Disruption of ADAMTS13-Autoantibody Complexes with an ADAMTS13 Spacer Domain As a Potential Therapeutic Strategy for Immune Thrombotic Thrombocytopenic Purpura

Background: Immune thrombotic thrombocytopenic purpura (iTTP) is primarily caused by acquired immunoglobulin (Ig) G against ADAMTS13, a member of the A Disintegrin and Metalloprotease with Thrombospondin Type 1 repeats family, which specifically cleaves von Willebrand factor (VWF). Such proteolytic cleavage is essential for normal hemostasis. An inability to cleave VWF due to IgG autoantibody-mediated inhibition of plasma ADAMTS13 activity results in an accumulation of ultra large VWF multimers and disseminated microvascular thromboses, a pathognomonic feature of TTP. Previous studies have demonstrated that the spacer domain of ADAMTS13 is the primary target of IgG autoantibody; also, spacer domain is important for recognition of VWF under various conditions.

Objective: In the present study, we explored if an isolated spacer domain can compete or reverse IgG autoantibody-mediated inhibition of ADAMTS13 activity, an important question to be addressed for developing a new strategy to treat iTTP.

Methods:A recombinant ADAMTS13-spacer domain was expressed and purified to homogeneity; additionally, a single-chain fragment of the variable region of anti-ADAMTS13 IgG (i.e. scFv4-20) was isolated via phage display from a patient with iTTP, which was shown to specifically target the spacer domain and potently inhibit plasma ADAMTS13 activity with sub-nanomolar affinity. A functional assay with a fluorescein-labeled VWF73 substrate was used to determine the ADAMTS13 activity.

Results: First, when a purified recombinant spacer domain (0-1.0 µM) was pre-incubated with scFv4-20 at various concentrations, followed by an addition of normal human plasma (NHP) that provides wild-type ADAMTS13 and a fluorescein-labeled recombinant VWF73 (F-rVWF73) substrate, we demonstrated that the inhibitory activity of scFv4-20 towards plasma ADAMTS13 decreased in a concentration-dependent manner. As a control, recombinant Cys-rich domain had no effect on blocking the scFv4-20-mediated inhibition of plasma ADAMTS13 activity under the same conditions. When scFv4-20 was pre-incubated with plasma ADAMTS13, recombinant spacer domain could also reverse the scFv4-20-mediated inhibition of ADAMTS13 activity but to a lesser degree. At the final concentration of 1.0 µM, recombinant spacer domain was able to increase ADAMTS13 activity by 2.1-fold when the recombinant spacer domain was added prior to the formation of ADAMTS13-antibody complexes but only by 1.5-fold if the recombinant spacer domain was added after the ADAMTS13 and antibody complexes were formed.

Conclusion: Our results demonstrate that autoantibody-mediated inhibition of plasma ADAMTS13 is reversible and can be blocked by a molecular mimic that is the primary antibody-binding region of the full-length ADAMTS13 protein. The data suggest that it may be feasible to explore the development of agents capable of displacing inhibitory antibodies against ADAMTS13 in patients with iTTP.

◆ COMPLETE THE FOLLOWING ◆
1) Please write out the ADAMTS13 abstract again, starting with "Background: Immune thrombotic" and going on through "under various conditions.", with "hemostasis" substituted by "blood clotting".
2) Answer these from the ADAMTS13 abstract:
(a) What substrate did the functional assay use to determine ADAMTS13 activity?
(b) Which recombinant domain served as a control?
(c) From whom, and by what method, was scFv4-20 isolated?
3) Decide whether each statement agrees with the ADAMTS13 abstract:
(a) Added after the ADAMTS13-antibody complexes had formed, the recombinant spacer domain raised ADAMTS13 activity by 2.1-fold.
(b) iTTP is primarily caused by acquired IgG against ADAMTS13.
(c) The recombinant Cys-rich domain blocked the scFv4-20-mediated inhibition of plasma ADAMTS13 activity.
The records play no part in any of this work.

◆ SOURCE INFORMATION ◆
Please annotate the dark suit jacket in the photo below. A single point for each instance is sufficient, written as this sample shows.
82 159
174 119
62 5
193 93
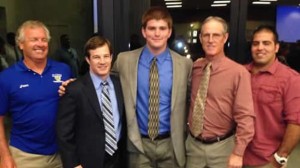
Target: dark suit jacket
80 126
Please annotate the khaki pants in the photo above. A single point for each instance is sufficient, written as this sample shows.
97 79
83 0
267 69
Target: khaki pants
28 160
269 165
158 154
214 155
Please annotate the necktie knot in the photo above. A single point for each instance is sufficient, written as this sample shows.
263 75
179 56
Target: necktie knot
104 83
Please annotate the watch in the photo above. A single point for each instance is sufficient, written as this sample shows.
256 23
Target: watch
279 159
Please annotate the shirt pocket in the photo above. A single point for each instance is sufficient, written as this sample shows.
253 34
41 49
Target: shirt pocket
269 94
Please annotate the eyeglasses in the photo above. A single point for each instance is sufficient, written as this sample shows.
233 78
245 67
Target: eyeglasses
99 57
213 36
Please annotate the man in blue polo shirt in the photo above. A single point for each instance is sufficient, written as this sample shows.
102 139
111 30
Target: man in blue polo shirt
28 91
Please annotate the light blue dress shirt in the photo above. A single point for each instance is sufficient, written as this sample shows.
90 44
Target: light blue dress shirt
165 72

◆ ANSWERS PER TASK ◆
1)
Background: Immune thrombotic thrombocytopenic purpura (iTTP) is primarily caused by acquired immunoglobulin (Ig) G against ADAMTS13, a member of the A Disintegrin and Metalloprotease with Thrombospondin Type 1 repeats family, which specifically cleaves von Willebrand factor (VWF). Such proteolytic cleavage is essential for normal blood clotting. An inability to cleave VWF due to IgG autoantibody-mediated inhibition of plasma ADAMTS13 activity results in an accumulation of ultra large VWF multimers and disseminated microvascular thromboses, a pathognomonic feature of TTP. Previous studies have demonstrated that the spacer domain of ADAMTS13 is the primary target of IgG autoantibody; also, spacer domain is important for recognition of VWF under various conditions.

2)
(a) A fluorescein-labeled VWF73 substrate.
(b) The recombinant Cys-rich domain.
(c) From a patient with iTTP, via phage display.

3)
(a) No: "only by 1.5-fold if the recombinant spacer domain was added after the ADAMTS13 and antibody complexes were formed"
(b) Yes: "Immune thrombotic thrombocytopenic purpura (iTTP) is primarily caused by acquired immunoglobulin (Ig) G against ADAMTS13"
(c) No: "recombinant Cys-rich domain had no effect on blocking the scFv4-20-mediated inhibition of plasma ADAMTS13 activity"